WHAT IS REQUIRED:
Would you please output the lines of the data below from the one containing "Target: house" to the end, exactly and with nothing added?

DATA FOR THIS EXERCISE:
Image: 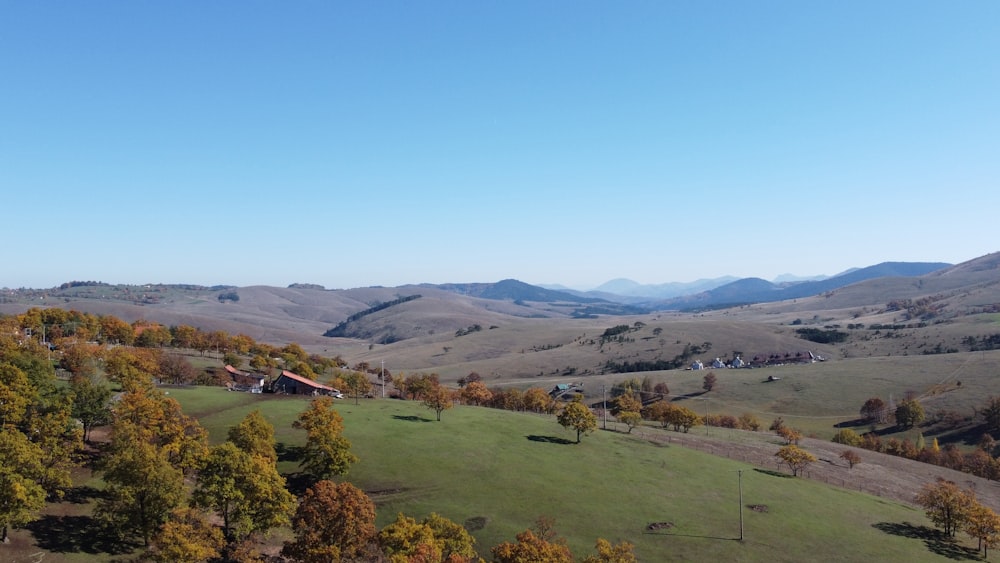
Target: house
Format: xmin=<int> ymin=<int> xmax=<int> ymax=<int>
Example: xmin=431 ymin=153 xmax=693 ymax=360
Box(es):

WRITTEN ANSWER:
Target: house
Format: xmin=<int> ymin=<int> xmax=<int> ymax=<int>
Example: xmin=431 ymin=153 xmax=693 ymax=360
Box(es):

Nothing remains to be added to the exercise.